begin DATA EXTRACT
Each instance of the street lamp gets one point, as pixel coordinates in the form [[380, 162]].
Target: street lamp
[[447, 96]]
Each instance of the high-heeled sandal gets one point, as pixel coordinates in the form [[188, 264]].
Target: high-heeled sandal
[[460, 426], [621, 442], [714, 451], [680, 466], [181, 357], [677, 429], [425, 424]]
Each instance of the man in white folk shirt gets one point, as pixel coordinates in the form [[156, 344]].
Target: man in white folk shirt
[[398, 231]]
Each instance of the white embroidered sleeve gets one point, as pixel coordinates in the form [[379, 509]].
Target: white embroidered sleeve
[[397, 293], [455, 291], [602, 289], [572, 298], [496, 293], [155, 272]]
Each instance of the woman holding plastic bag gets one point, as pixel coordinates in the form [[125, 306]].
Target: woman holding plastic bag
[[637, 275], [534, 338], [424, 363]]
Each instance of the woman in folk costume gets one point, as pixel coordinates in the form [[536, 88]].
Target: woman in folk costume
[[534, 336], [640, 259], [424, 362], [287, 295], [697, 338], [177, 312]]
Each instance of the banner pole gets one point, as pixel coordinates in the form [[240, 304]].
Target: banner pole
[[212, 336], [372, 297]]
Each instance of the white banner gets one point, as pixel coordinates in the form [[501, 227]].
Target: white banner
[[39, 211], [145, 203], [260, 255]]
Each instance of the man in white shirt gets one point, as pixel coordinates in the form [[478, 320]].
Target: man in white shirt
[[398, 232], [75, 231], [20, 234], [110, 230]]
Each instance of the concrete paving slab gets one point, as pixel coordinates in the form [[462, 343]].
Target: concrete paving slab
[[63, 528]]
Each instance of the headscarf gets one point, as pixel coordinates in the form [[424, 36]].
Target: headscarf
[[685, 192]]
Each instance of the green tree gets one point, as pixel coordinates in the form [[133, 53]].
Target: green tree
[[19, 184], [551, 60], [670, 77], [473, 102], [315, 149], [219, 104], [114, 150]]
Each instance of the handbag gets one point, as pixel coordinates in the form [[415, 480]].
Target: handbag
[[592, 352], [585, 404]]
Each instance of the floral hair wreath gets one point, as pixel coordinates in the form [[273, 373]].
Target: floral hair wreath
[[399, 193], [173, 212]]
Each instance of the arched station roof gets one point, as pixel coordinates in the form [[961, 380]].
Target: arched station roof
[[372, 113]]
end DATA EXTRACT
● **WORK REQUIRED**
Give the lines of the material between the line holding "Each instance of the headscarf" and the line holding "[[685, 192]]", inclusive, as a JSON list of strings with one string per line and blank lines omitted.

● **REPLY**
[
  "Each instance of the headscarf gets one point, as pixel coordinates in the form [[424, 36]].",
  "Target: headscarf",
  "[[685, 192]]"
]